Selected excerpt:

Big Data Analytics in Metagenomics
Saman K. Halgamuge, Melbourne School of Engineering, University of Melbourne, Australia
In collaboration with researchers in Academia Sinica and Metabolomics Australia/Department of Botany at Melbourne, we have been working in two areas of Bioinformatics: Metabolomics focusing on microbes and Metagenomics focusing on plants. Profiling large sets of data resulted from technological advances in whole genome sequencing and MALDI Imaging type technologies that can reveal vital information about the environment and plants, which is our major or primary source of food on Earth. Recently we have demonstrated considerable success in using unsupervised clustering techniques to analyse genetic and metabolomic data. This includes analysis of viral quasi species, metabolomics and microbial metagenomes.
Some microbes in the environment appear to look very similar and found “living together” in communities in non-separable ways, making them harder to culture in a lab. To make matters worst, considering our belief, if it is correct at all, that we know only about up to 2% of the microbes around us. When we know only so little about the data labels, in this case, about the identity of the species. It is even more challenging to recognise patterns associated with the genomes of the quasispecies (a set of genetically related but non-identical viral mutant types, which can also be referred to as strains,) that are able to co-exist within the host. Uncovering information about quasi-species populations of microbes significantly benefits the study of disease progression, antiviral drug design, vaccine design and viral pathogenesis. We present a new analysis pipeline called ViQuaS for viral quasispecies spectrum reconstruction using short next-generation sequencing reads. ViQuaS is based on a novel reference-assisted de novo assembly algorithm for constructing local haplotypes.

Available data:

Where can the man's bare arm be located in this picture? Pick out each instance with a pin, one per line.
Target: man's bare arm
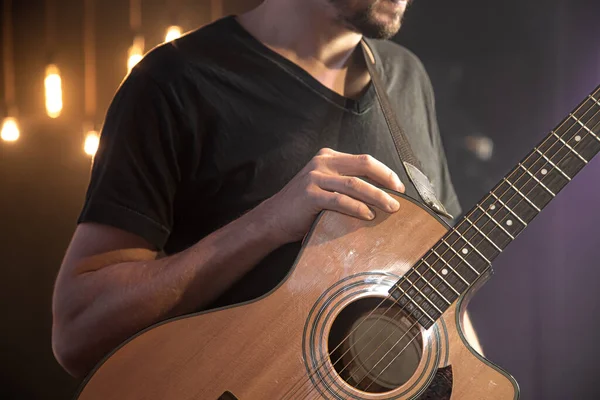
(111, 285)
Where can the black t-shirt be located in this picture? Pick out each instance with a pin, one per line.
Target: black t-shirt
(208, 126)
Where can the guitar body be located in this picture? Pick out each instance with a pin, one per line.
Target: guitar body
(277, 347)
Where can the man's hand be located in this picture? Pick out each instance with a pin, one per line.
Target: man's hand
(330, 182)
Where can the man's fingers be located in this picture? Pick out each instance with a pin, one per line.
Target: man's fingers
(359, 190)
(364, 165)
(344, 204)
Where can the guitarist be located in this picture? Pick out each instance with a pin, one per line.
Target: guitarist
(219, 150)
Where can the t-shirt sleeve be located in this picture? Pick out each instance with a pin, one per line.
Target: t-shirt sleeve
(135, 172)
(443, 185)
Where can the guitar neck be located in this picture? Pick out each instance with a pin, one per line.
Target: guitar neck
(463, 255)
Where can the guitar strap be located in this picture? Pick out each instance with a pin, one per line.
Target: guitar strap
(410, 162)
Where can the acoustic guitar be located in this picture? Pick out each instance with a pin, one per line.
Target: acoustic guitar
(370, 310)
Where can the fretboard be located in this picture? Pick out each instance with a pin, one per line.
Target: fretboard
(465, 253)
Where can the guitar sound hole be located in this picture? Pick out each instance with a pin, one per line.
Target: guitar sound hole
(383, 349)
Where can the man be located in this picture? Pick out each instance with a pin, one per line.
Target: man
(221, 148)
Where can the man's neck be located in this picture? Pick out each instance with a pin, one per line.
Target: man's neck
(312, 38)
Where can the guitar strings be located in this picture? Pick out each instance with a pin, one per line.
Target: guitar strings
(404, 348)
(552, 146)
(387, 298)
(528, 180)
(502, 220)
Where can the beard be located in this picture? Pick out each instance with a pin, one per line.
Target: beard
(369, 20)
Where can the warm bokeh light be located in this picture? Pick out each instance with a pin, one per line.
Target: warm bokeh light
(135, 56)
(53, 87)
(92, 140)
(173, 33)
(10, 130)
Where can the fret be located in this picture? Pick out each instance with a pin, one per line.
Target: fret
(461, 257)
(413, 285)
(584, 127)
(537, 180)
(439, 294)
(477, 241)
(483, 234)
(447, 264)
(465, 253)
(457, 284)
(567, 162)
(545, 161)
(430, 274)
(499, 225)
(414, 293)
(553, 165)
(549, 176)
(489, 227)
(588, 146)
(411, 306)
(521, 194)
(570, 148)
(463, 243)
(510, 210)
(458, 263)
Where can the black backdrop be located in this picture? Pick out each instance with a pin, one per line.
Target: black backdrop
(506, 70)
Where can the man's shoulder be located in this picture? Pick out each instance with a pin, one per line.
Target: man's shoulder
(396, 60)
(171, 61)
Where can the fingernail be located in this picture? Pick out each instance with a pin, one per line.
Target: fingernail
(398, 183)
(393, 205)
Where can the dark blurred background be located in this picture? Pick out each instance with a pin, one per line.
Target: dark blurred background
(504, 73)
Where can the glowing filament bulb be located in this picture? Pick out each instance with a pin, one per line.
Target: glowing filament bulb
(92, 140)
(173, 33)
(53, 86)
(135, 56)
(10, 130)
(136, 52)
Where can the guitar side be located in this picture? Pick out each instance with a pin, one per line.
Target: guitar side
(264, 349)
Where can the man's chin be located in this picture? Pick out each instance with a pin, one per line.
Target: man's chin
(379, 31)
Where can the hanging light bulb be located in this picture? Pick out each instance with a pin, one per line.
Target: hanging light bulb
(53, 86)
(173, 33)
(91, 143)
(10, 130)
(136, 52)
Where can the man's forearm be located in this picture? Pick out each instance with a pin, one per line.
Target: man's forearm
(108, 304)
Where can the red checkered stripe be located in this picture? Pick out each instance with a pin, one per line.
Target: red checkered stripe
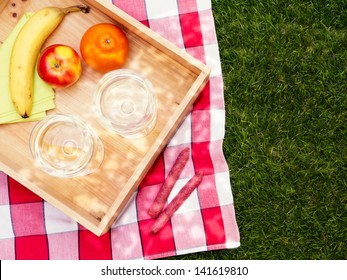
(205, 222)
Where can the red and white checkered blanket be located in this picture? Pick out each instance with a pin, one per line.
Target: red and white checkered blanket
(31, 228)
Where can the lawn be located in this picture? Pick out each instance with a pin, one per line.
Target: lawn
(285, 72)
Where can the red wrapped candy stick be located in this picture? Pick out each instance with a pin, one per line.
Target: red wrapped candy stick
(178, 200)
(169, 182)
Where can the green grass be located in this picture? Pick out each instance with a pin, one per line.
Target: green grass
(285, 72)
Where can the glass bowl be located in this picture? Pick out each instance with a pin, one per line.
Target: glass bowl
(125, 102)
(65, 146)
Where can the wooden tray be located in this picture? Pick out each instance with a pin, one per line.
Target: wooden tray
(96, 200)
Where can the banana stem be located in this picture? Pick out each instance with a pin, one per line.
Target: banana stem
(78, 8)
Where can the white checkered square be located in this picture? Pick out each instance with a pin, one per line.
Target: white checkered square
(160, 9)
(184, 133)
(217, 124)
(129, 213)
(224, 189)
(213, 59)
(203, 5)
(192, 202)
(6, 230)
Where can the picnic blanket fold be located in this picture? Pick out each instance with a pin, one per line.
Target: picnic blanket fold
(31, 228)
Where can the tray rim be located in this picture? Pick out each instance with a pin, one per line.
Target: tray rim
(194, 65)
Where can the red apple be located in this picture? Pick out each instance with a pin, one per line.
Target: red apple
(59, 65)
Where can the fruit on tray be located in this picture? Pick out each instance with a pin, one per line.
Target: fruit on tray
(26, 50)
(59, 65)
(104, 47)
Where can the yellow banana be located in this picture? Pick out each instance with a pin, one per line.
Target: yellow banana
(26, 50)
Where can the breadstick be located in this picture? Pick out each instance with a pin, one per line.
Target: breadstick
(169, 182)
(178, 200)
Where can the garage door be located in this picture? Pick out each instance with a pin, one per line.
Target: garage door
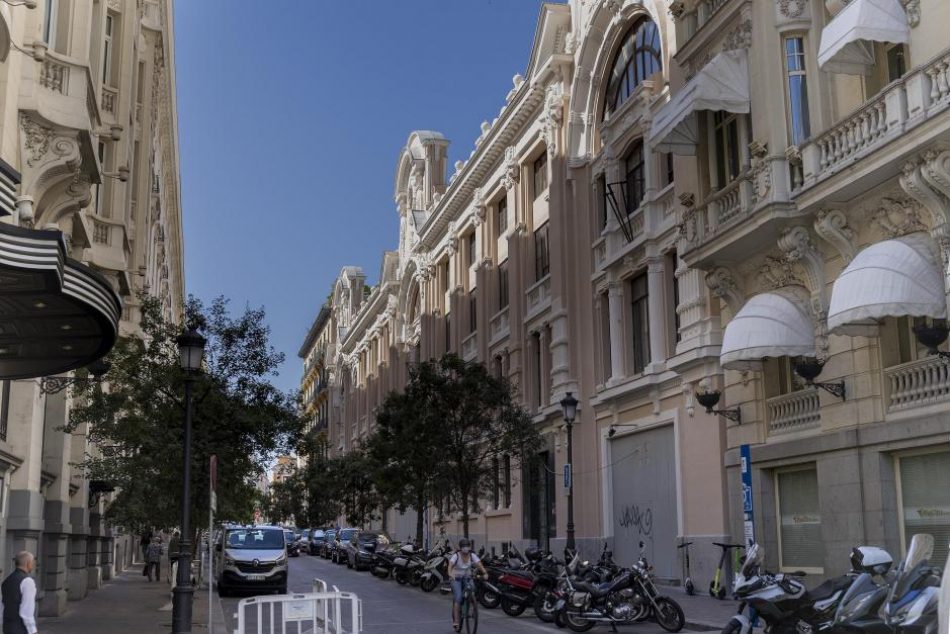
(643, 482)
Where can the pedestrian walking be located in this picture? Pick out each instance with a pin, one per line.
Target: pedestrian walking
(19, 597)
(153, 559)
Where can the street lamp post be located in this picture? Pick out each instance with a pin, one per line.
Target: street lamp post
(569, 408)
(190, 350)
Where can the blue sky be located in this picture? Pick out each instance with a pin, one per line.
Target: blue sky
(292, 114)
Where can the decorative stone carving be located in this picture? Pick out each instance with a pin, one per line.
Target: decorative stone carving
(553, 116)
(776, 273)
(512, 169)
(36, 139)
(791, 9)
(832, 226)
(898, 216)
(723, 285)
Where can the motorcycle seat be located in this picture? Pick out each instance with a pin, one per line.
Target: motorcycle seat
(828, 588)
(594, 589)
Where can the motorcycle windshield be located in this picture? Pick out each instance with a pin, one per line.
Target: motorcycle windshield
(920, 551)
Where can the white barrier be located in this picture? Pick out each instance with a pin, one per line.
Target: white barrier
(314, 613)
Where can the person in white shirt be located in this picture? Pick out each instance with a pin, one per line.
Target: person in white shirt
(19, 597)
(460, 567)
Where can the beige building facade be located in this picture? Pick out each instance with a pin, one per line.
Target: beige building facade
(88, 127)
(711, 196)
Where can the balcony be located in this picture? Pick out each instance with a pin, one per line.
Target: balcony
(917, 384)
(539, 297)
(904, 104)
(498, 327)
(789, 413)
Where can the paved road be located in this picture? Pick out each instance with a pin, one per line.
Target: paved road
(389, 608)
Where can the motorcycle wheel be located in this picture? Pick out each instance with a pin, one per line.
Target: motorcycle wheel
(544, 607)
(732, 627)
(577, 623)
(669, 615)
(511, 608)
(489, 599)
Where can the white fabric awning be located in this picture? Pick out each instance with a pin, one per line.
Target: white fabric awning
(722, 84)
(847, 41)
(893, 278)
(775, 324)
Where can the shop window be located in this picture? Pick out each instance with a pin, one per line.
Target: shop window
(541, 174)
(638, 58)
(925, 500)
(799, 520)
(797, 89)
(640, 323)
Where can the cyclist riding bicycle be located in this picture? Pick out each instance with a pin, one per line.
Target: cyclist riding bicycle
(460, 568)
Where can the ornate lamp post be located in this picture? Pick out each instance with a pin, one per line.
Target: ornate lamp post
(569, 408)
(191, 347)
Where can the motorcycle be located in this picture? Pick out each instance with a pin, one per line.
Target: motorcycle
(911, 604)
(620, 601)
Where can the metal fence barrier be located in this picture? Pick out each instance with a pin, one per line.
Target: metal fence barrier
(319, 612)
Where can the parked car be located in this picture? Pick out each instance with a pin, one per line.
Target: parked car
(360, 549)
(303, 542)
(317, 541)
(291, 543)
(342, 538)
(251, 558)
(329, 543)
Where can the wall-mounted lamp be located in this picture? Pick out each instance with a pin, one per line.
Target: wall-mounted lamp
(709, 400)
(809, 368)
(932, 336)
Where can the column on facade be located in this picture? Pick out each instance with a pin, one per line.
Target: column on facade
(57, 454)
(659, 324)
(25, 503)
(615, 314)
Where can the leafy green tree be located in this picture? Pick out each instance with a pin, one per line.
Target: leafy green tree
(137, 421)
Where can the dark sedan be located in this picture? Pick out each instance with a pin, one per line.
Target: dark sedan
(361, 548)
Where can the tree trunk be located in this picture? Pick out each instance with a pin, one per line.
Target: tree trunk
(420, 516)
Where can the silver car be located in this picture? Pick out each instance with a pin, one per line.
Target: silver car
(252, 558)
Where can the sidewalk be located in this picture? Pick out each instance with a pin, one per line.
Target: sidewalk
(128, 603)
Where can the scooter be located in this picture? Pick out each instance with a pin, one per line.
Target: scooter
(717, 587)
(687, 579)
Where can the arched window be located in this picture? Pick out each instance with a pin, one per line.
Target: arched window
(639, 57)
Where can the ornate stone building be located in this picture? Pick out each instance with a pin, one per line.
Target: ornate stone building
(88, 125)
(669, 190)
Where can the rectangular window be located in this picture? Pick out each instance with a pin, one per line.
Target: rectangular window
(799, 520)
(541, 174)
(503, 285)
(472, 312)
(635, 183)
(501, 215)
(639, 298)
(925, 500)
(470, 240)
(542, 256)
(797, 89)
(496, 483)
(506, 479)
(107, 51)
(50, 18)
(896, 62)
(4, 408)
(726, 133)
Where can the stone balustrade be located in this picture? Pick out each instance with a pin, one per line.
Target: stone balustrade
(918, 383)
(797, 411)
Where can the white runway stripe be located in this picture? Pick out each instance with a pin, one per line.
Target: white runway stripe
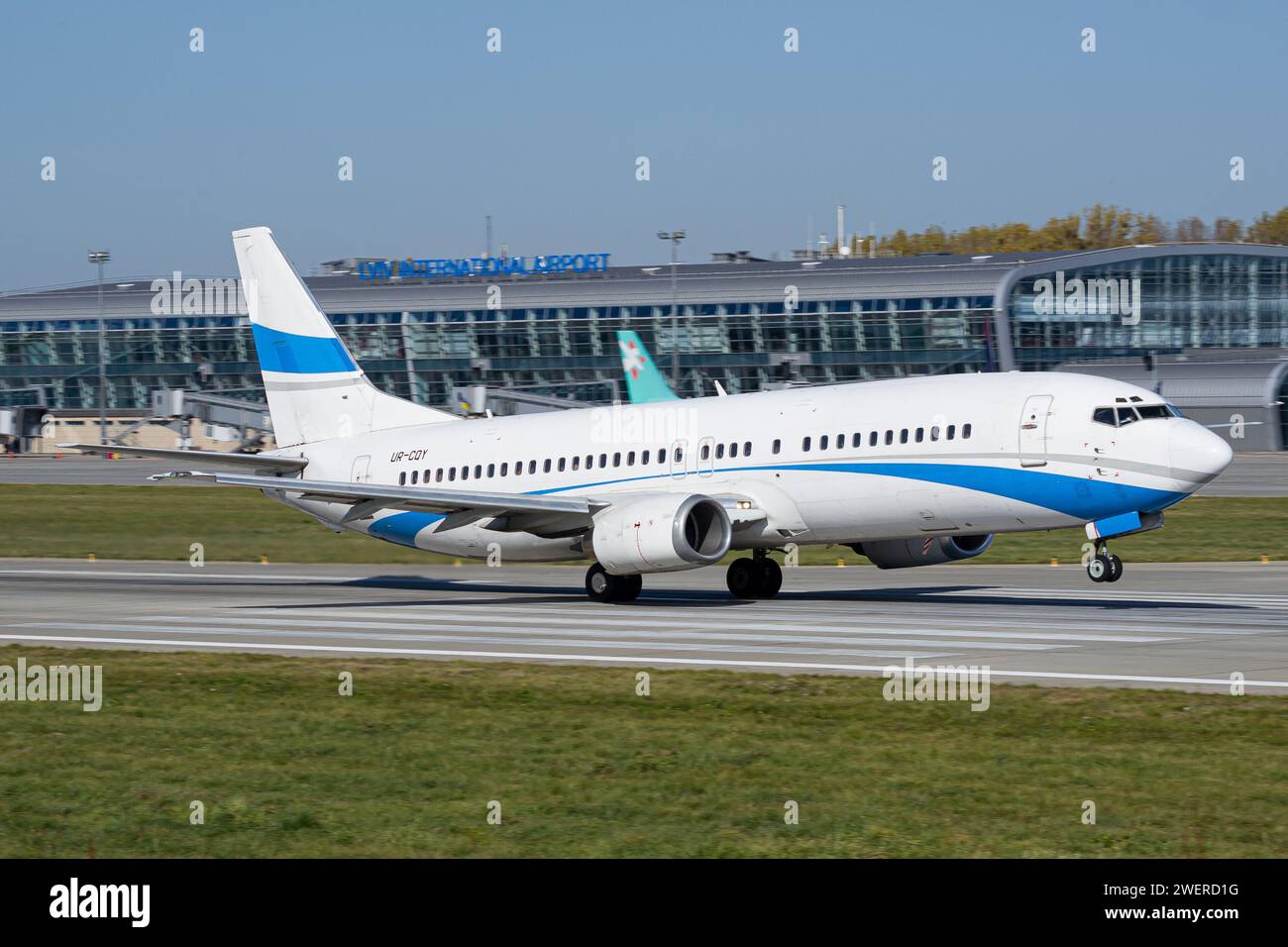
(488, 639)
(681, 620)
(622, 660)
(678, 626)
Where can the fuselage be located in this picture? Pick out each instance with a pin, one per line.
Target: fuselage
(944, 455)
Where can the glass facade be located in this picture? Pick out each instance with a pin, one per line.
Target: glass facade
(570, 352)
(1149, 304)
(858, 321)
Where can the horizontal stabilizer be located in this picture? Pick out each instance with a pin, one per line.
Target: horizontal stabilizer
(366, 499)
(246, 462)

Task A: According to the metagenomics text, what kind of algorithm is ViQuaS based on?
Task B: Copy word for word the part of the metagenomics text from "Big Data Analytics" to "and microbial metagenomes.".

Response area A: A novel reference-assisted de novo assembly algorithm for constructing local haplotypes.

Response area B:
Big Data Analytics in Metagenomics
Saman K. Halgamuge, Melbourne School of Engineering, University of Melbourne, Australia
In collaboration with researchers in Academia Sinica and Metabolomics Australia/Department of Botany at Melbourne, we have been working in two areas of Bioinformatics: Metabolomics focusing on microbes and Metagenomics focusing on plants. Profiling large sets of data resulted from technological advances in whole genome sequencing and MALDI Imaging type technologies that can reveal vital information about the environment and plants, which is our major or primary source of food on Earth. Recently we have demonstrated considerable success in using unsupervised clustering techniques to analyse genetic and metabolomic data. This includes analysis of viral quasi species, metabolomics and microbial metagenomes.